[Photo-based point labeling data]

☆ ☆ ☆

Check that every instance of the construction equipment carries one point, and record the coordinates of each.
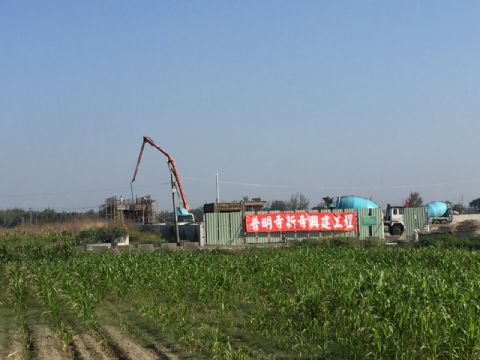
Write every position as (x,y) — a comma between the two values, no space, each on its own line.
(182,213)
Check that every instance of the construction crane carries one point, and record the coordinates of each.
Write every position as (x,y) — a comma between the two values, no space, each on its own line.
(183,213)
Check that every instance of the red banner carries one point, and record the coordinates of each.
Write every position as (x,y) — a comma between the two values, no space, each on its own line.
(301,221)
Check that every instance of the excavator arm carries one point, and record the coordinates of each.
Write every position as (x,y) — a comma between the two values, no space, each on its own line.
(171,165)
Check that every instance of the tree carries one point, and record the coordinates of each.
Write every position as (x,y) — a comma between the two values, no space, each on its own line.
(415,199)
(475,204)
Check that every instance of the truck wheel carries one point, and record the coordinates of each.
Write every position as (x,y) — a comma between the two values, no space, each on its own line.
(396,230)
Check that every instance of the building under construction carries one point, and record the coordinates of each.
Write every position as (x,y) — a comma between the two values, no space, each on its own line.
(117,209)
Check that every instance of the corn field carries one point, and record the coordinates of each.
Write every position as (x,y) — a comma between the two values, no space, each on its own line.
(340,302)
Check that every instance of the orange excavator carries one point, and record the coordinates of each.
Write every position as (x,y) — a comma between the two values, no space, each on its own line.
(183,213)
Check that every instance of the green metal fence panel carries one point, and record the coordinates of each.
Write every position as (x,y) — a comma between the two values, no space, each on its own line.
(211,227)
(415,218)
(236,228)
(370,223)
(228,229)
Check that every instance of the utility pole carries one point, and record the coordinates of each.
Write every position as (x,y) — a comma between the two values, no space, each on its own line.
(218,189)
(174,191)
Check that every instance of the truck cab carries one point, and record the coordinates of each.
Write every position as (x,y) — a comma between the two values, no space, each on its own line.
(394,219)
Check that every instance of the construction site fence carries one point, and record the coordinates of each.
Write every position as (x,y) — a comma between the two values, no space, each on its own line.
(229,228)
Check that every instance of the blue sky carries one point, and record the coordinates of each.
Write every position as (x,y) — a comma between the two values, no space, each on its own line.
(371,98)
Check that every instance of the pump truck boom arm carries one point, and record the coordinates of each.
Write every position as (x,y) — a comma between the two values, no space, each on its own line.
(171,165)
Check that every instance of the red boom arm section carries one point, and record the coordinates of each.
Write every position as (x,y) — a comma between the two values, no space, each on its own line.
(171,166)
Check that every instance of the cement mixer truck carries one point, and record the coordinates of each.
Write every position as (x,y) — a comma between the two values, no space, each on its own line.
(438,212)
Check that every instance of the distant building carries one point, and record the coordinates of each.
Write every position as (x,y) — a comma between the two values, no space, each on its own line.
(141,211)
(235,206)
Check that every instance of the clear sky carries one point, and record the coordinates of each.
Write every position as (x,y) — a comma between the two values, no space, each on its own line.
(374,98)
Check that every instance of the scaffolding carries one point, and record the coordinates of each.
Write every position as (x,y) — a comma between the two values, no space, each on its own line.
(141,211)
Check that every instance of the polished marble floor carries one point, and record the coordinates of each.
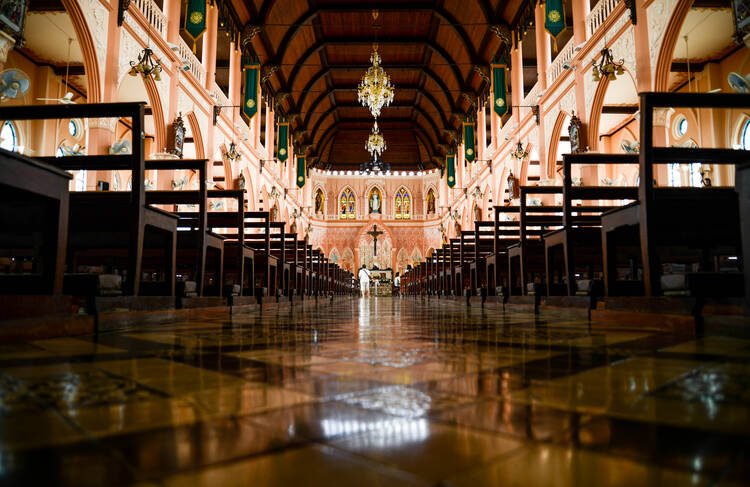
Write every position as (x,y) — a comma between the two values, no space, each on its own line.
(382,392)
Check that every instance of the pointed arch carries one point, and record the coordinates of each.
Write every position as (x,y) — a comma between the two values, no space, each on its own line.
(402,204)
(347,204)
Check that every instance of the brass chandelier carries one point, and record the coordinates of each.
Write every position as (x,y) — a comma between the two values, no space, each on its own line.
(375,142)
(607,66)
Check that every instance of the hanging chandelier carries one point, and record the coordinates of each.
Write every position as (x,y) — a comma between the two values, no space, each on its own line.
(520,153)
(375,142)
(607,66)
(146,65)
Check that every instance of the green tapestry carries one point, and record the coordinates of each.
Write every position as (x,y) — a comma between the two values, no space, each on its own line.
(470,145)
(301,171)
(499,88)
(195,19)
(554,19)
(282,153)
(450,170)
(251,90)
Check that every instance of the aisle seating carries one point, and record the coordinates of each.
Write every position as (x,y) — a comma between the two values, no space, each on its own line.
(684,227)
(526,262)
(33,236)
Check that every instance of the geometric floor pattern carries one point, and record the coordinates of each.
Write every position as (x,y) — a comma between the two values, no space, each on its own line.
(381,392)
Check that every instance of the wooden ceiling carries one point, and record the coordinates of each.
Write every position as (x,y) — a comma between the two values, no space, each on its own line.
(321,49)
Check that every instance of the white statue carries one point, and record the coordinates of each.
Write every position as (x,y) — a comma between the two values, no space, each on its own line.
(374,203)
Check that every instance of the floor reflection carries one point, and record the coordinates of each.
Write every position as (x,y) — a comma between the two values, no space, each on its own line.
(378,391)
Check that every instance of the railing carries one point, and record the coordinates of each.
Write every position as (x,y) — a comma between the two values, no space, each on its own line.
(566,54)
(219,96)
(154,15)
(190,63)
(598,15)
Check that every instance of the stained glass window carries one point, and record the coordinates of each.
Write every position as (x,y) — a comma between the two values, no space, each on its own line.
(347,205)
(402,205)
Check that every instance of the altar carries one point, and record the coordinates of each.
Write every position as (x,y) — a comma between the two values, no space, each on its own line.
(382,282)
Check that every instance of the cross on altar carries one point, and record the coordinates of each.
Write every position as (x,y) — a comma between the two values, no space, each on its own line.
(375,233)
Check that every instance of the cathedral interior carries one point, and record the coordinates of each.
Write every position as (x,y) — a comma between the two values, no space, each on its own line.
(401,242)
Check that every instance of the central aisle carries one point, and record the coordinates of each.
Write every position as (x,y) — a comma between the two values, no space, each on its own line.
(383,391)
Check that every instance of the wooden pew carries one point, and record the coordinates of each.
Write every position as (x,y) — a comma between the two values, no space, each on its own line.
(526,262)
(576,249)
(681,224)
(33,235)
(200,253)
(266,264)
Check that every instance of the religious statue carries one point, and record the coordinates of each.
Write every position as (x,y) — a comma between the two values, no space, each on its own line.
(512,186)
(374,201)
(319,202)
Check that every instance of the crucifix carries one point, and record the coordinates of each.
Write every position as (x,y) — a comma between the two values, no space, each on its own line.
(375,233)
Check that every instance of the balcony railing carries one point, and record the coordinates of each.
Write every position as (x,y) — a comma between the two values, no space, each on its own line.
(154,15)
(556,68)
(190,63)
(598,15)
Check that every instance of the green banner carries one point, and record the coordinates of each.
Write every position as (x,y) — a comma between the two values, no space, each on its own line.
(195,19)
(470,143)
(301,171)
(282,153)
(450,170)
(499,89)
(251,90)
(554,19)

☆ ☆ ☆

# Task instructions
Revise all of the data above by substituting "is marked with a single point" for every occurrence of "carries one point" and keeping everything else the same. Leave the pictures out of your output.

# Correct response
Check that every instance of the construction equipment is marked with a single point, and record the coordinates of each.
Write every position as (x,y) — a comma between the two values, no space, each on its own line.
(182,213)
Check that every instance of the construction crane is marked with a single point, and record the coordinates of each.
Write every position as (x,y) — a comma between the two values, no space, each on its own line.
(183,213)
Check that every instance of the red banner is marked with a single point, and record the coordinates of each.
Write every position as (x,y) — a comma between the two values, no space, each on its own line.
(301,221)
Check that every instance of the excavator arm is marked with a single point, and record the coordinates of each.
Write every position as (x,y) — a comma between the two values, no space, each on its own line.
(171,165)
Check that every instance of the tree is marked with a single point, and record the coordinates of each.
Write every position as (x,y) — a comma between the two values, no space, each on its own line.
(415,199)
(475,204)
Check that every instance of the truck wheel is marked with a single point, and record the coordinates of each.
Write every position as (x,y) — a comma between the two values, no space, each on its own line.
(396,230)
Check that every instance of the building under construction is marked with a single point, and record the coordinates of each.
Write every position as (x,y) — a comma between the two values, no space, each on its own line.
(117,209)
Check that every instance of the corn field is marked with a single point, and record the coordinates of each.
Write every position as (x,y) — a comma between the two values, no space, each on its own line.
(340,302)
Check that every instance of the orange excavator is marked with a single point, and record the coordinates of each.
Write every position as (x,y) — a comma between the two values, no space, each on its own line.
(183,213)
Check that every instance of the green metal fence panel is marked with a single point, and record the coordinates of each.
Write every position as (x,y) — a comma between the two values, no space, each on its own line.
(211,227)
(415,218)
(236,228)
(370,223)
(228,229)
Check that every instance of the utility pole is marked with a single point, and record the coordinates of each.
Write every position as (x,y) — a comma between the two values, no space, each on its own line.
(218,189)
(174,191)
Check that every instance of the truck cab is marked with a single point, and record the coordinates of each.
Write every position as (x,y) — a comma between the two values, no space, each on its own line.
(394,219)
Check that every instance of the construction site fence is marked with a single point, and record the coordinates of each.
Write every position as (x,y) — a comma between the two values, no space, each on its own line.
(229,228)
Check that every instance of the blue sky is marked with a single point, and record the coordinates of each.
Write every position as (x,y) — a comma between the two values, no space, each on its own line.
(371,98)
Check that every instance of the pump truck boom arm is marked with a single point, and record the coordinates of each.
Write every position as (x,y) — a comma between the two values, no space, each on its own line.
(171,165)
Check that every instance of the red boom arm section is marked with a single point, and record the coordinates of each.
Write every position as (x,y) — a comma between the two values, no space, each on its own line.
(171,166)
Check that every instance of the cement mixer truck is marked with a single point, and record the coordinates of each.
Write every position as (x,y) — a comma between the two values, no space, each on its own line.
(438,212)
Check that every instance of the distant building is marked with a single point, and record the coordinates of each.
Write every position as (x,y) — a comma between the two values, no space, each on its own line.
(141,211)
(235,206)
Check that every instance of the clear sky is marked with a single point, and record the coordinates of each.
Write every position as (x,y) — a comma between the two values, no space, each on its own line.
(374,98)
Check that every instance of the scaffolding is marked with a single point, and record the coordinates of each.
Write every position as (x,y) — a comma between the two values, no space, each on its own line.
(141,211)
Check that every instance of the polished marble floor is marked with a single point, and record the coordinates of each.
Write every position as (x,y) — a comma between the two values, no space, each on its own line.
(382,392)
Check that every instance of the pointed arch is marked with a single point, and record the coordinates of each.
Write every position as (x,y) — a comma between the two values, no space, each on its own line.
(402,204)
(347,204)
Check that every instance of the brass chandelier is marked with a single point, and record the coordinates of each.
Write every position as (x,y) — a comma between the two values, no space, each on its own line.
(375,142)
(607,66)
Check that every instance of the hanging chandelier is marked with a single point, and record the coordinates of each.
Write every position as (x,y) — a comma between the two values, no space, each on its own line.
(520,153)
(375,142)
(607,66)
(146,65)
Check that every instance of the green tapestry is marked with a single point, and record the coordinates of each.
Write every position as (x,y) — a comma between the two values, no space, each on its own line.
(470,145)
(301,171)
(499,88)
(195,19)
(554,19)
(282,153)
(450,170)
(251,90)
Check that every instance of the aisle seating is marked with a single point, and record the coordinates of each.
Write every position as (x,y) — a comma between the two values, no space, each on its own line.
(684,227)
(526,262)
(33,236)
Check that every instance of the geometric floor pattern is marked with a single point, and record the coordinates of each.
Write every position as (x,y) — a comma between the two values, no space, each on its own line.
(381,392)
Check that every instance of the wooden ceiling is marked with a single point, and record the coordinates of each.
Write every position as (x,y) — a comma between the two values, no space, each on its own line.
(321,49)
Check that every instance of the white statue is marked with a single point, and record the coordinates of each.
Write every position as (x,y) — a comma between the two values, no space, each on its own line.
(374,203)
Check that every instance of the floor reflection is marked with a single point, and record the coordinates of each.
Write every position as (x,y) — a comma between the two values, no space, each on its own line.
(378,391)
Check that every instance of the railing is marked with a single point, and record the coordinates of each.
Write every position as (x,y) — a comma between the two values, no space, each on its own line.
(566,54)
(219,96)
(154,15)
(190,63)
(598,15)
Check that every instance of the stained glass window is marked with a single point, and record the coordinates of each.
Write every position as (x,y) — a comma between the two values, no space, each on its own line.
(347,205)
(402,205)
Check that every instance of the altar is marked with a single point, and record the coordinates of each.
Write every position as (x,y) — a comma between the two values, no space, each on its own line.
(382,282)
Check that every instance of the cross on altar is marked with a single point, and record the coordinates of each.
Write every position as (x,y) — a comma between the two values, no space, each on its own line.
(375,233)
Check that every instance of the cathedral interior is marked with a single point, and record the coordinates of each.
Write every position as (x,y) — a comma between the two values, no space, each on its own line.
(401,242)
Check that every instance of the central aisle is marked with a single point, and record the coordinates of each.
Write every position as (x,y) — a comma between the two values, no space, each on its own line.
(383,391)
Check that every instance of the wooden pew is marked with a single point, and record the coordinates of each.
Write every position as (x,y) — a comma between the two values, no space, each on its own line.
(526,262)
(576,249)
(681,224)
(33,235)
(200,253)
(266,264)
Check that every instance of the religious statue is marked with a single point, and record the coordinates of each.
Write every position as (x,y) — a comma between the two values, no space, each on its own line.
(512,186)
(374,201)
(319,202)
Check that every instance of the crucifix is marked with a single point, and record the coordinates of each.
Write every position as (x,y) — a comma between the two values, no space, each on its own line.
(375,233)
Check that every instance of the balcony railing is marked with a single point, and record the coordinates of each.
Write every position as (x,y) — a comma between the two values, no space, each on its own line.
(154,15)
(556,68)
(190,63)
(598,15)
Check that every instance of the green banner is marked with a single point, and record the coordinates of each.
Write every position as (x,y) — a comma between the two values, no space, each on its own line.
(195,19)
(470,143)
(301,171)
(282,153)
(450,170)
(499,89)
(251,90)
(554,19)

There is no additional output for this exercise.